Set exercise >>
Please update the data below by changing "shelf-audit tool" to "inventory tracker" and leaving everything else as it is. Leave the pictures out of your answer.

Available records >>
***

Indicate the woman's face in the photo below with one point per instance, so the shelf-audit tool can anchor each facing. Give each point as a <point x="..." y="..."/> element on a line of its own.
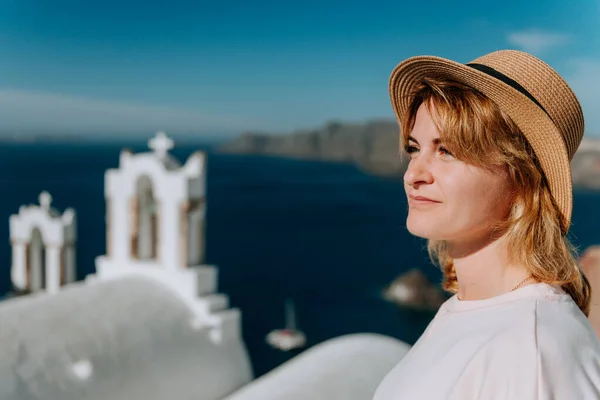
<point x="449" y="199"/>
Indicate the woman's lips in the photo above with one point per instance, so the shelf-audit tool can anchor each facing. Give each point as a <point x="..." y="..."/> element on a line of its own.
<point x="414" y="200"/>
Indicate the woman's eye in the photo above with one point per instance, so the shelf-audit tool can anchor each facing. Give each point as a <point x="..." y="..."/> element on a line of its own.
<point x="445" y="151"/>
<point x="410" y="149"/>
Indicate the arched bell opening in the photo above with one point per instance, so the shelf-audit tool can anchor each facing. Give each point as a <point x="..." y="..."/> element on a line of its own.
<point x="36" y="262"/>
<point x="144" y="237"/>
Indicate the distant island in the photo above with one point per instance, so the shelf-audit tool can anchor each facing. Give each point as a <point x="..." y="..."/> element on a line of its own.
<point x="373" y="147"/>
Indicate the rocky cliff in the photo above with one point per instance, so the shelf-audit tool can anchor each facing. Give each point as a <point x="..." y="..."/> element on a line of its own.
<point x="373" y="146"/>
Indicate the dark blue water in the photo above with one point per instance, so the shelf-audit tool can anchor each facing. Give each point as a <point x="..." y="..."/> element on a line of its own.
<point x="326" y="235"/>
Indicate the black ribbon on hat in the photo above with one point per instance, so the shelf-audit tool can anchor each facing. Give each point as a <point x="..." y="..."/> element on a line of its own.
<point x="509" y="81"/>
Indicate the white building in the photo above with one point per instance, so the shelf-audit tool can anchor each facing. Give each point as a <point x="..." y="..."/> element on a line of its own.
<point x="155" y="229"/>
<point x="150" y="324"/>
<point x="43" y="247"/>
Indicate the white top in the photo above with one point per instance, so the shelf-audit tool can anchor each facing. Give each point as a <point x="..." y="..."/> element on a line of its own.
<point x="532" y="343"/>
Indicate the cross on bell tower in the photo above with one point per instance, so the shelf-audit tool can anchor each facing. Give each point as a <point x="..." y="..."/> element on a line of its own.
<point x="161" y="144"/>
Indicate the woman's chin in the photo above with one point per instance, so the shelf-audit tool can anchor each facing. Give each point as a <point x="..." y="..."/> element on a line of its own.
<point x="423" y="229"/>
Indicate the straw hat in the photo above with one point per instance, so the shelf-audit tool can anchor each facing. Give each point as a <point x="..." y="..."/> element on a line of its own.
<point x="535" y="97"/>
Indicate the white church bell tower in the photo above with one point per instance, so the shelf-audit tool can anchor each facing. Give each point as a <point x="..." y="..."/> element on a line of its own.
<point x="43" y="247"/>
<point x="155" y="224"/>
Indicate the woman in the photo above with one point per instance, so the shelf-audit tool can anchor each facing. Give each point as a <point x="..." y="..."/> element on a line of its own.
<point x="489" y="185"/>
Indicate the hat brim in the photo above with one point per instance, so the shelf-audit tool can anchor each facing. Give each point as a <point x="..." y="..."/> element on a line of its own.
<point x="537" y="127"/>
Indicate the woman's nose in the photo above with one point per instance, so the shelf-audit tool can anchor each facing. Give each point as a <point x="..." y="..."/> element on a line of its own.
<point x="418" y="171"/>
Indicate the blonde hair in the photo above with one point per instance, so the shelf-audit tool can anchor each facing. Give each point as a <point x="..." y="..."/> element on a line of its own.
<point x="478" y="132"/>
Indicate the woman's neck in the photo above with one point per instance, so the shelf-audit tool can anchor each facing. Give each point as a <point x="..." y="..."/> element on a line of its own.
<point x="483" y="269"/>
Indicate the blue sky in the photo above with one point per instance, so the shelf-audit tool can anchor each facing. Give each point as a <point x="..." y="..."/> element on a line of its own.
<point x="207" y="68"/>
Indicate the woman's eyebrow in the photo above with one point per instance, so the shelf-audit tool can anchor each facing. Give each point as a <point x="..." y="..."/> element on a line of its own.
<point x="435" y="141"/>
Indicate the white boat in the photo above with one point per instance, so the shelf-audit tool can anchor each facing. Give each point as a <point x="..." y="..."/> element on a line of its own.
<point x="290" y="337"/>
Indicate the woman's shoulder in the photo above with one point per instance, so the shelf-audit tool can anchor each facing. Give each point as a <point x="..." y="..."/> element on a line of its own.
<point x="561" y="326"/>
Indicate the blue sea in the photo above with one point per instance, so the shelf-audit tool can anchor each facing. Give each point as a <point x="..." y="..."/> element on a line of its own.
<point x="326" y="235"/>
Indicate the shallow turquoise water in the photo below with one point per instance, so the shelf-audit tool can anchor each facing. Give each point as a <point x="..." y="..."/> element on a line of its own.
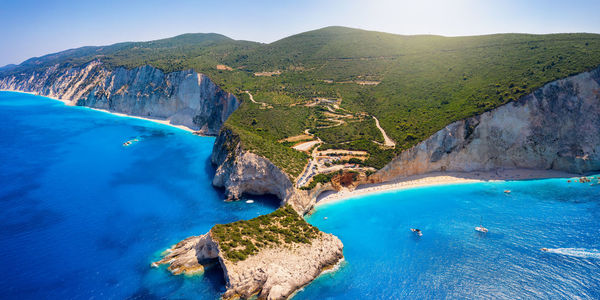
<point x="385" y="260"/>
<point x="82" y="217"/>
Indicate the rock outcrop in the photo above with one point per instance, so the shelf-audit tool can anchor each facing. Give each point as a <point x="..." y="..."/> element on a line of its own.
<point x="184" y="98"/>
<point x="242" y="172"/>
<point x="272" y="273"/>
<point x="557" y="127"/>
<point x="276" y="273"/>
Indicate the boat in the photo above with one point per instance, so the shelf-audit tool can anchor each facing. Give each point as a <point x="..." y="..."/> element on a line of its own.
<point x="480" y="228"/>
<point x="128" y="143"/>
<point x="417" y="231"/>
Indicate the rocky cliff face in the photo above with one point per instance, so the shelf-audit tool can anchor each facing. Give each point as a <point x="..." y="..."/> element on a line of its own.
<point x="273" y="273"/>
<point x="240" y="171"/>
<point x="556" y="128"/>
<point x="184" y="97"/>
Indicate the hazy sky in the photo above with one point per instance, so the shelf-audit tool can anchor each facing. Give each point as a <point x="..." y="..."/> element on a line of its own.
<point x="32" y="28"/>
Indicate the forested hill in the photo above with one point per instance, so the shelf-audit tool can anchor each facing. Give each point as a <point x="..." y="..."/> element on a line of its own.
<point x="334" y="80"/>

***

Task result >>
Indicate the woman's face in the photo below with one point per instance, so the inventory tracker can anchor each facing. Give each point as a <point x="..." y="..."/> element on a line of its own.
<point x="449" y="199"/>
Indicate the woman's lips in the photo above with one point per instance, so the inventory tracker can anchor each facing. Give each point as a <point x="..." y="..."/> element on a line of its own.
<point x="414" y="200"/>
Indicate the woman's eye in the photo above with one point per instance, so the inventory tracker can anchor each facing. Give each point as a <point x="..." y="..."/> element on a line of its own.
<point x="445" y="151"/>
<point x="410" y="149"/>
Indicate the arched bell opening in the photo above with one point per instance, so the inventory tracker can anchor each facing. Give each point as a <point x="..." y="..."/> element on a line of its own.
<point x="36" y="262"/>
<point x="144" y="237"/>
Indicate the distant island in the photo above with one point per instance, so the inventory tracker can anchor each facing. Give each point as a <point x="..." y="..."/> element on a line of its own.
<point x="373" y="147"/>
Indicate the rocky cliff in the photo above with one point per instance, so the inventory tracker can anchor each facing. Give each point as a <point x="..." y="..."/> element on a line of its own.
<point x="373" y="146"/>
Indicate the dark blue water in the photo above with one point per instance, so the inventory tracker can anchor each facing. Give each point as a <point x="..." y="..."/> element on a line of its own.
<point x="326" y="235"/>
Indicate the black ribbon on hat in the photo above with one point per instance, so the inventory tracker can anchor each facing. Give each point as a <point x="..." y="..."/> element on a line of its own.
<point x="509" y="81"/>
Indicate the white building in the photo above with one point per instance, so the inventory tracker can anchor each facing. Give each point as a <point x="..." y="..."/> element on a line of its own.
<point x="155" y="229"/>
<point x="150" y="324"/>
<point x="43" y="247"/>
Indicate the white top in the photo above with one point per instance, so the inventory tracker can anchor each facing. Give each point as a <point x="..." y="..."/> element on a line of its own.
<point x="532" y="343"/>
Indicate the cross on bell tower in the photo above with one point per instance, so the inventory tracker can anchor each facing. Give each point as a <point x="..." y="..."/> element on a line of its own.
<point x="161" y="144"/>
Indicate the woman's chin in the photo above with one point per instance, so the inventory tracker can anchor each facing. Give each point as a <point x="..." y="..."/> element on a line of its own.
<point x="423" y="229"/>
Indicate the straw hat in the photo above with one point per instance, so the inventory tracker can anchor each facing. Give each point as a <point x="..." y="..."/> element on a line of its own.
<point x="535" y="97"/>
Indicate the white church bell tower in the photo above with one point per instance, so the inventory tracker can anchor each facing. Give each point as a <point x="..." y="..."/> element on a line of its own.
<point x="43" y="247"/>
<point x="155" y="224"/>
Indicate the woman in the photo above with one point per instance, so the inventory tracker can anchor each facing. Give each point as a <point x="..." y="..."/> element on a line of its own.
<point x="489" y="185"/>
Indicate the hat brim in the photo above with one point per instance, so the inventory tracker can anchor each facing. Give each point as a <point x="..." y="..."/> element on a line of its own.
<point x="537" y="127"/>
Indicate the woman's nose in the photo above with one point per instance, so the inventory tracker can anchor each facing. Give each point as a <point x="..." y="..."/> element on a line of its own.
<point x="418" y="171"/>
Indicate the blonde hair in the photo above with one point per instance, so the inventory tracker can anchor each facing. Give each point as a <point x="..." y="..."/> element on a line of its own.
<point x="478" y="132"/>
Indicate the woman's neck in the photo above with one point per instance, so the inventory tracker can anchor each facing. Give each point as a <point x="..." y="..."/> element on a line of its own.
<point x="483" y="269"/>
Indicate the blue sky in the photo above with one point per instance, so the inventory tracker can anchor each facing. Give each point as a <point x="..." y="..."/> element on a line of its own.
<point x="207" y="68"/>
Indicate the woman's eyebrow in the photo above with one point per instance, so the inventory tracker can anchor each facing. Give each point as a <point x="..." y="..."/> element on a line of its own.
<point x="435" y="141"/>
Indicate the white boat in the photo above with one point per instance, so the inventory tracker can anchor each facing. Give each point as a <point x="..." y="..."/> element on a line of its own.
<point x="290" y="337"/>
Indicate the woman's shoulder in the photo above with one point per instance, so the inventory tracker can anchor each facing. Give each point as a <point x="..." y="..."/> element on a line of its own.
<point x="561" y="326"/>
Indicate the blue sea in the photo above with one point per instance, so the inventory tracker can anchor each facing. Give each point as a <point x="..." y="..."/> element on a line of its own.
<point x="326" y="235"/>
Indicate the shallow turquoise water in the photo below with one point per instance, so the inventory tracker can anchor each facing. Give each point as a <point x="..." y="..."/> element on a line of its own.
<point x="385" y="260"/>
<point x="82" y="217"/>
Indicate the rock outcrop in the photo above with one point per instance, so the inventory tracker can anchor each facing. Give each point as a <point x="..." y="..."/> element on a line of its own.
<point x="184" y="98"/>
<point x="242" y="172"/>
<point x="272" y="273"/>
<point x="557" y="127"/>
<point x="276" y="273"/>
Indicate the boat in the photo above with one point per instance, so the inventory tracker can anchor each facing. Give each point as a <point x="..." y="..."/> element on a line of its own.
<point x="480" y="228"/>
<point x="128" y="143"/>
<point x="417" y="231"/>
Indicate the rocky cliff face in the photo above with one point per instance, so the inventory tracker can anchor each facing. Give each point as a <point x="..." y="..."/> element on a line of its own.
<point x="273" y="273"/>
<point x="240" y="171"/>
<point x="556" y="128"/>
<point x="184" y="97"/>
Indicate the hazy sky in the photo above with one point per instance, so the inventory tracker can anchor each facing. Give each point as a <point x="..." y="..."/> element on a line of its own.
<point x="32" y="28"/>
Indicate the forested hill in the photo above with one point per instance, so the inventory tracker can anchor each facing. Give each point as a <point x="..." y="..."/> element on a line of its own.
<point x="334" y="80"/>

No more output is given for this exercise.